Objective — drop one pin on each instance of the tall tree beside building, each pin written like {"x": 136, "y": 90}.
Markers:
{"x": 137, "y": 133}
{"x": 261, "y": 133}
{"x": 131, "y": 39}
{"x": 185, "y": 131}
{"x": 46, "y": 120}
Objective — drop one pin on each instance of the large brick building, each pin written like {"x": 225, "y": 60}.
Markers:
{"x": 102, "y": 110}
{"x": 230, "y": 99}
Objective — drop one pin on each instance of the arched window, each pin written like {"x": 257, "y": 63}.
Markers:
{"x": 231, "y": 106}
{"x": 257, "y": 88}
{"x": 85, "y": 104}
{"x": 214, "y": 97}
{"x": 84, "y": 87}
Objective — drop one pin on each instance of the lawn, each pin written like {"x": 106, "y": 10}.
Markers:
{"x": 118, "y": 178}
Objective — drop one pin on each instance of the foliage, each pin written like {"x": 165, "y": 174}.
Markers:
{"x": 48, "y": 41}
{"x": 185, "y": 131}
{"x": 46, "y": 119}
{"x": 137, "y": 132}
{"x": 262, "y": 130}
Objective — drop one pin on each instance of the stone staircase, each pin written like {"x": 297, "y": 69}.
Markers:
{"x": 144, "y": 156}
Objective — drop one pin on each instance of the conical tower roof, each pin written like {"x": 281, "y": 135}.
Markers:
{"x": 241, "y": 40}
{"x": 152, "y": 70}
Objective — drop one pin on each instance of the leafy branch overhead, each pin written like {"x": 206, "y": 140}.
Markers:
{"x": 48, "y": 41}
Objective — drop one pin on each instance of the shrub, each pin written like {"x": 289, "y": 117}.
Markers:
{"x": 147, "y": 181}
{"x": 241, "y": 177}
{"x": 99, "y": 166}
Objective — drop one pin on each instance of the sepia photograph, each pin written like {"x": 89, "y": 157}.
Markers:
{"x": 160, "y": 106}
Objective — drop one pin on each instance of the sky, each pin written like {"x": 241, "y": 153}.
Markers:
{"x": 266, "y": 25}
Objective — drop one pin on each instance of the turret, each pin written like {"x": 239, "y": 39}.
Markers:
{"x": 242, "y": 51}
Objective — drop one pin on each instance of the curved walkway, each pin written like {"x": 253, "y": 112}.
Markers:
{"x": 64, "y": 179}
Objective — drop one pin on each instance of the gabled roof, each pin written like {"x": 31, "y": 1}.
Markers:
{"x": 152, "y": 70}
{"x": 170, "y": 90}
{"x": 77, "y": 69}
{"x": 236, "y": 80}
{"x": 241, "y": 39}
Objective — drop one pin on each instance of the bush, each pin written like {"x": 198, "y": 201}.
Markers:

※

Gib den Teil der Einträge unverändert wieder, der mit der Zeile beginnt, die "the turret, each" enthält, und mit dem Ende der Einträge schließt. Diese erste Zeile und die letzte Zeile gehören dazu.

### ERGEBNIS DER ÜBUNG
Objective — drop one pin on each instance of the turret, each pin written like {"x": 239, "y": 39}.
Markers:
{"x": 242, "y": 51}
Objective — drop one pin on each instance of the curved walkway, each pin written like {"x": 253, "y": 112}.
Markers:
{"x": 64, "y": 179}
Objective — drop one pin on each instance of the gabled roof, each pin written like {"x": 31, "y": 1}.
Markers:
{"x": 152, "y": 70}
{"x": 170, "y": 90}
{"x": 77, "y": 69}
{"x": 236, "y": 80}
{"x": 241, "y": 39}
Objective — drop one pin on each instance of the bush, each pin written like {"x": 198, "y": 201}.
Markers:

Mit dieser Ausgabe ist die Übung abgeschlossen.